Please copy the material below line for line, leaving out the pictures.
▬▬▬▬▬▬
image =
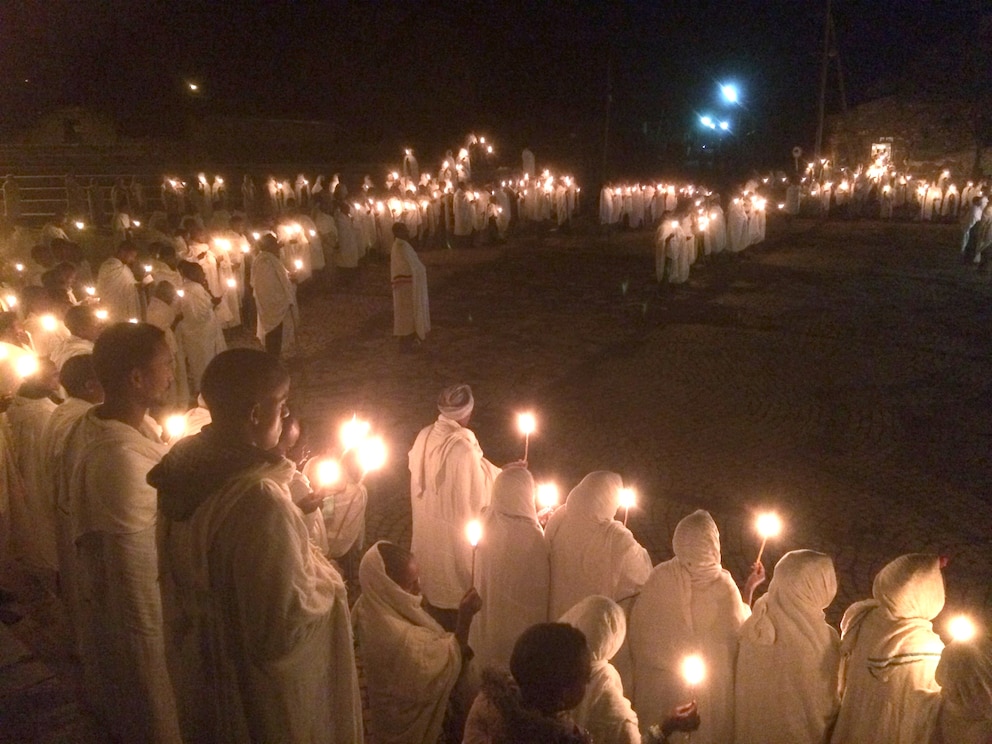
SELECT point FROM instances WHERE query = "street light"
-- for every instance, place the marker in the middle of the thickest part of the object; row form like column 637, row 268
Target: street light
column 730, row 93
▬▬▬▬▬▬
Full solution
image =
SELECT point FROM instances WHERE query = "street light"
-- for every instance, place the marker in the middle of the thickest part of the object; row form like column 637, row 268
Target: street light
column 730, row 93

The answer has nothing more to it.